'''

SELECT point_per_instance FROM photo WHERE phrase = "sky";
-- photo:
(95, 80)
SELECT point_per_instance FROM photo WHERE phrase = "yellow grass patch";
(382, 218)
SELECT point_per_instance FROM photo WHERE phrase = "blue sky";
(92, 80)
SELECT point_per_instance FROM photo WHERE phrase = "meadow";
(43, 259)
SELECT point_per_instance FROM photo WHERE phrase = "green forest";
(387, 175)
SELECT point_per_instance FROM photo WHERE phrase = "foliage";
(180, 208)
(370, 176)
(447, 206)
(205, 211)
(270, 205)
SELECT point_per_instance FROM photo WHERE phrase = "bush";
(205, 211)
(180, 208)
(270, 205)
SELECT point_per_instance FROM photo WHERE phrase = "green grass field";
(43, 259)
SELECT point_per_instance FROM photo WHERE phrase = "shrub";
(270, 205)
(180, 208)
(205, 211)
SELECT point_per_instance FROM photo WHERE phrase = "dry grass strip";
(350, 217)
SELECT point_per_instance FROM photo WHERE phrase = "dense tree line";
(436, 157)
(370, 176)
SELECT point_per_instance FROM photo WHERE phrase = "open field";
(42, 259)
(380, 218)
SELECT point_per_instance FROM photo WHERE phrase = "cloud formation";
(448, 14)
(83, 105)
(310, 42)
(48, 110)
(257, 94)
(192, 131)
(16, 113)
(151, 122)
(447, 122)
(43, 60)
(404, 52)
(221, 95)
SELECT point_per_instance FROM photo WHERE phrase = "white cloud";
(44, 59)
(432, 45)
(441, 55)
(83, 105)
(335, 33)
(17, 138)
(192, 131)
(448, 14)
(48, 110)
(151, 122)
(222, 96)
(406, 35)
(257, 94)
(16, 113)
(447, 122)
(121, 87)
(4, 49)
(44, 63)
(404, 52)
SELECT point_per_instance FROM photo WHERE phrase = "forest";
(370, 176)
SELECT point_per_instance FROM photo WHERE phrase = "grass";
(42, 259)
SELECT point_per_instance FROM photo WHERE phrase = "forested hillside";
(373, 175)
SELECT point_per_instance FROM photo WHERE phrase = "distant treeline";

'''

### Prompt
For every entry in the records above, write an exact copy.

### Task response
SELECT point_per_instance FROM photo WHERE phrase = "sky";
-- photo:
(95, 80)
SELECT point_per_instance FROM photo WHERE phrase = "yellow grass patch";
(382, 218)
SELECT point_per_instance FROM photo WHERE phrase = "blue sky";
(92, 80)
SELECT point_per_instance FROM photo WHERE phrase = "meadow";
(43, 259)
SELECT point_per_instance FROM photo WHERE phrase = "green forest";
(387, 175)
SELECT point_per_instance FROM photo WHERE phrase = "foliage";
(180, 208)
(370, 176)
(447, 206)
(205, 211)
(270, 205)
SELECT point_per_instance FROM photo WHERE phrase = "bush";
(205, 211)
(180, 208)
(270, 205)
SELECT point_per_instance FROM photo WHERE phrase = "green grass field";
(43, 259)
SELECT point_per_instance FROM photo WHERE phrase = "shrub";
(270, 205)
(180, 208)
(205, 211)
SELECT point_per_instance FROM photo WHERE phrase = "dry grass strip";
(350, 217)
SELECT point_per_instance FROM photo WHERE phrase = "dense tree line";
(436, 157)
(370, 176)
SELECT point_per_instance FROM photo WHERE phrase = "open field";
(42, 259)
(380, 218)
SELECT point_per_instance FROM photo WHERE phrase = "cloud formation";
(448, 14)
(83, 105)
(310, 42)
(48, 110)
(257, 94)
(192, 131)
(16, 113)
(151, 122)
(447, 122)
(43, 60)
(404, 52)
(221, 95)
SELECT point_per_instance FROM photo WHERE phrase = "white cloud";
(44, 59)
(432, 45)
(441, 55)
(83, 105)
(335, 33)
(17, 138)
(192, 131)
(448, 14)
(48, 110)
(151, 122)
(222, 96)
(406, 35)
(257, 94)
(16, 113)
(447, 122)
(121, 87)
(4, 49)
(44, 63)
(404, 52)
SELECT point_per_instance FROM photo WHERE phrase = "forest";
(370, 176)
SELECT point_per_instance FROM photo WHERE phrase = "grass";
(42, 259)
SELECT point_per_instance FROM photo WHERE phrase = "forested hillside";
(373, 175)
SELECT point_per_instance FROM photo WHERE phrase = "distant treeline";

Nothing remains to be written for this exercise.